***** Records shown
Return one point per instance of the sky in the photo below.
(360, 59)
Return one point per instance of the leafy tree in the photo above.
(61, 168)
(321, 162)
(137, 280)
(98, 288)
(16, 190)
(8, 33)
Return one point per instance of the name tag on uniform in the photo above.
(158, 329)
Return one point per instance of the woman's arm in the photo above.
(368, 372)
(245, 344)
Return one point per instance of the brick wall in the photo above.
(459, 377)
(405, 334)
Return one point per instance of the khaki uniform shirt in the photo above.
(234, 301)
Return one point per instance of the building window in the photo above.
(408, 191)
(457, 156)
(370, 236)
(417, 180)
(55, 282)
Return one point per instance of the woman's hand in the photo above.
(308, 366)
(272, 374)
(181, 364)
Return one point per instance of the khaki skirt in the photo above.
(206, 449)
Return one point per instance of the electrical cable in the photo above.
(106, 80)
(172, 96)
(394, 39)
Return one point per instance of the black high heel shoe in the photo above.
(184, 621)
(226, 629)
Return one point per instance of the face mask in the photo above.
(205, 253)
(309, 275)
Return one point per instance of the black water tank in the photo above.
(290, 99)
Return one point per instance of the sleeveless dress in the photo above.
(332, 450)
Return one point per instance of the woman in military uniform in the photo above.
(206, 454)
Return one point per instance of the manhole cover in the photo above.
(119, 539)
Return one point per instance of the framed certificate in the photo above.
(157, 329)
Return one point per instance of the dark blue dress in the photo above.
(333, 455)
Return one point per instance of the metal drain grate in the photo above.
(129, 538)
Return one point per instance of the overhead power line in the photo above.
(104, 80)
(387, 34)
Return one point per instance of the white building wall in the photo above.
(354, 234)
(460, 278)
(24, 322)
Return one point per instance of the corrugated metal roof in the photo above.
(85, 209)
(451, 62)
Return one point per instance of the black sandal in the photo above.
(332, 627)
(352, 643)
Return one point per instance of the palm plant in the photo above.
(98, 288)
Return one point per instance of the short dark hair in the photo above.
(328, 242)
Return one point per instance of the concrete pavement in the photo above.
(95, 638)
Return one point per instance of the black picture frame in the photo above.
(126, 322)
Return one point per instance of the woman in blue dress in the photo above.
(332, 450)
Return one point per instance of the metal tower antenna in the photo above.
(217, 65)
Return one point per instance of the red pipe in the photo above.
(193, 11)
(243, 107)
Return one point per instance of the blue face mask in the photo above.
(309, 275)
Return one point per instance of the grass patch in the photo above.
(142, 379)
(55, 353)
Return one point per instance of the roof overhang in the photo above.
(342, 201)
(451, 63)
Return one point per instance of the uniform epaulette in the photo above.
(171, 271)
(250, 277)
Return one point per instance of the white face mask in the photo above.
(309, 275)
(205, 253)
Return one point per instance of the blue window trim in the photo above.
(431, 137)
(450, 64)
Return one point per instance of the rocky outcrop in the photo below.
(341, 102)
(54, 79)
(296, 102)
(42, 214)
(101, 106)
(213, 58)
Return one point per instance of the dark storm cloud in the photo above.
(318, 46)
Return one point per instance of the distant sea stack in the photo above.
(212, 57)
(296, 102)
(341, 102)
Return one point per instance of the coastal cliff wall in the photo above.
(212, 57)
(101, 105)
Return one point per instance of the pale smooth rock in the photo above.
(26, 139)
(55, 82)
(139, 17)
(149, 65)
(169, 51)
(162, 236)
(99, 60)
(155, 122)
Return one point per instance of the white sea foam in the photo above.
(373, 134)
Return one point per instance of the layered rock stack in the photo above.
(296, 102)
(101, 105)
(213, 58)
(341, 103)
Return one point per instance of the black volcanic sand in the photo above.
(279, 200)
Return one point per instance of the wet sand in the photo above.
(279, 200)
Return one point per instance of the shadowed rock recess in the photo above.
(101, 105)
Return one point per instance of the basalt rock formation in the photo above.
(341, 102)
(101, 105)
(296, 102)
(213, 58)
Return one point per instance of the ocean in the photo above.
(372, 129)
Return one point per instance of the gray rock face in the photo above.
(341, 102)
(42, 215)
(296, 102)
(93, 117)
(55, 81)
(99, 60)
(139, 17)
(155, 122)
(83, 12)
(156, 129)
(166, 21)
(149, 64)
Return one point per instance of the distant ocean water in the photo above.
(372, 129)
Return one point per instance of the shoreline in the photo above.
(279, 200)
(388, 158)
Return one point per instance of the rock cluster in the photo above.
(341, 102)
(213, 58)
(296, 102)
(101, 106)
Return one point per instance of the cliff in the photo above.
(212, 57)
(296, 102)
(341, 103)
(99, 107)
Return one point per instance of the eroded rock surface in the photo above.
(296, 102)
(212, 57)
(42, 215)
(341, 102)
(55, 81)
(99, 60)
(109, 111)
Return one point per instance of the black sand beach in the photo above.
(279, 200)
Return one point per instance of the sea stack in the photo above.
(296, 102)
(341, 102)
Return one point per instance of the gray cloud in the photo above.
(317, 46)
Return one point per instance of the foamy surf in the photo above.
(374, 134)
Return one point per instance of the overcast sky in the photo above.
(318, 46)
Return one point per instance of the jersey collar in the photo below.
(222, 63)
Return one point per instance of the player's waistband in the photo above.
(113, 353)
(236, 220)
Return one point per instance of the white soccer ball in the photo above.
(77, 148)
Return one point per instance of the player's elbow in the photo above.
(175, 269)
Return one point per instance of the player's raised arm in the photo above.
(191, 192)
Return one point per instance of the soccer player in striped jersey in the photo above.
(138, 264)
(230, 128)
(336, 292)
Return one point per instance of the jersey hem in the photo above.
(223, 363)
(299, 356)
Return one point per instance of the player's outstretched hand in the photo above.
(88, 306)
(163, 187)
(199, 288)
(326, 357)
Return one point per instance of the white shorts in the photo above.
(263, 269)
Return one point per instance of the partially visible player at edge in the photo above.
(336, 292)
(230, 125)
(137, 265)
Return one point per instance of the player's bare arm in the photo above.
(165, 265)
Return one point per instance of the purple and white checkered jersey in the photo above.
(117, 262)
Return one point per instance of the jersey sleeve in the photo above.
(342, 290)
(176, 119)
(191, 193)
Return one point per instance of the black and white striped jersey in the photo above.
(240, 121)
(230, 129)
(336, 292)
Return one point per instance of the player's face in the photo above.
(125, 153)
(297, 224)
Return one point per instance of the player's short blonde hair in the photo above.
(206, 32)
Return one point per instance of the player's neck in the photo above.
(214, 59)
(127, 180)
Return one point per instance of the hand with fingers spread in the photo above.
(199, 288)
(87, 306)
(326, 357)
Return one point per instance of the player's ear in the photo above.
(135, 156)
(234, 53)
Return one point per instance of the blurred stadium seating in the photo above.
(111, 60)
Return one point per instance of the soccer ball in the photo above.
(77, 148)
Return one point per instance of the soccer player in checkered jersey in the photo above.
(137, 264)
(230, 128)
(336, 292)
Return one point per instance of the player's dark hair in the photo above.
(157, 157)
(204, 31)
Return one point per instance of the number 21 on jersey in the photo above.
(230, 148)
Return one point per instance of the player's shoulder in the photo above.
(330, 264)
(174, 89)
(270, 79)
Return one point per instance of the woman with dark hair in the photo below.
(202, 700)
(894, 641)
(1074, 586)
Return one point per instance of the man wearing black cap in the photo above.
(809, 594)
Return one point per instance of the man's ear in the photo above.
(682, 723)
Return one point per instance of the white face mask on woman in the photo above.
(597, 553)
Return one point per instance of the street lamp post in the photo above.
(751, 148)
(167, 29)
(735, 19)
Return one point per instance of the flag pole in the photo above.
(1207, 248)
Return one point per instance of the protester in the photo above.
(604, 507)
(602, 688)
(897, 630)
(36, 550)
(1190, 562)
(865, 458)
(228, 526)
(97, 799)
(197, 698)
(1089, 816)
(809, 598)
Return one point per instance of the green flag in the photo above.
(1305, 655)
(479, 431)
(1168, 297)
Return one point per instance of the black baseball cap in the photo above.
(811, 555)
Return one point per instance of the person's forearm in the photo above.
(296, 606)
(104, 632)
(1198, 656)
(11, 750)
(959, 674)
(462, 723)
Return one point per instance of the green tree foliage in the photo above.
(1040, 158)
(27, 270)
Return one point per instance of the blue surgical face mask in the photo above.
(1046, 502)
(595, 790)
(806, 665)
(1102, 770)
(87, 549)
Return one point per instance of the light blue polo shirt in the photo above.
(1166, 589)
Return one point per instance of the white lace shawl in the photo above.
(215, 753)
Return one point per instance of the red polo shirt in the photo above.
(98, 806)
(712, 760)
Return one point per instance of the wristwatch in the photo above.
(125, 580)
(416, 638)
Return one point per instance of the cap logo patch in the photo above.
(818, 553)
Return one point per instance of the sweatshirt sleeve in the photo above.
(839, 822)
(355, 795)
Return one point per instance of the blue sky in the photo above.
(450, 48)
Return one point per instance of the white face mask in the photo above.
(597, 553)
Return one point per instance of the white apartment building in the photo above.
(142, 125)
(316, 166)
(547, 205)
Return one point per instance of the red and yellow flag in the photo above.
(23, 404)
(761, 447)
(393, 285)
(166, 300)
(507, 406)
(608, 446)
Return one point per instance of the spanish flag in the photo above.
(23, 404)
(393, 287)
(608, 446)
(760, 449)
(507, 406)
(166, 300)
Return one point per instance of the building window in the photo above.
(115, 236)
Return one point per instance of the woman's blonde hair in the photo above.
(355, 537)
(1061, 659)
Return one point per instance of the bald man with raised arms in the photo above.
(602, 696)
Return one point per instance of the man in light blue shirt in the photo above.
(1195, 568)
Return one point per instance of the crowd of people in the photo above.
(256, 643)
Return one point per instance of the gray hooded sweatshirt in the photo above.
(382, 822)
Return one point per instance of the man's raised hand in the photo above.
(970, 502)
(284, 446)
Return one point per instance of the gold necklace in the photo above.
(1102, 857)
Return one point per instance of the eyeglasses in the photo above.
**********
§ **What is required**
Repeat, without changes, every line from the one that contains "Return one point per instance of the wristwatch" through the final line of the data.

§ **Exercise response**
Return one point per instance of the wristwatch in the photo above.
(125, 580)
(416, 638)
Return one point per instance of the cap logo patch in the photo above.
(818, 553)
Return one point per instance of the sweatshirt sleeve in the photo above.
(839, 822)
(355, 795)
Return one point per instance of the blue sky in the photo above.
(450, 48)
Return one point per instance of the white face mask in the photo above.
(597, 553)
Return one point per instance of the white apartment building in the photo above.
(142, 125)
(316, 166)
(547, 205)
Return one point per instance of the red and yellow flag in the photo above.
(23, 404)
(761, 447)
(393, 285)
(166, 300)
(507, 406)
(608, 446)
Return one point per instance of the spanish flag in the photo above.
(23, 404)
(393, 287)
(608, 446)
(760, 449)
(507, 406)
(166, 300)
Return one point per instance of the building window in the photo above.
(115, 236)
Return one point per instance of the woman's blonde hair in the photo above.
(355, 537)
(1061, 659)
Return one point per instance of the bald man with raised arms in the photo above.
(602, 696)
Return one point per instance of the man in light blue shirt in the photo above.
(1195, 568)
Return one point per instance of the crowd of people in the photo above.
(256, 643)
Return one point per instance of the gray hooded sweatshirt in the photo above.
(382, 822)
Return one point per instance of the man's raised hand in the photo above.
(970, 502)
(284, 446)
Return one point per instance of the gold necklace in the photo above.
(1102, 857)
Return one point per instance of the eyeglasses in the photo above.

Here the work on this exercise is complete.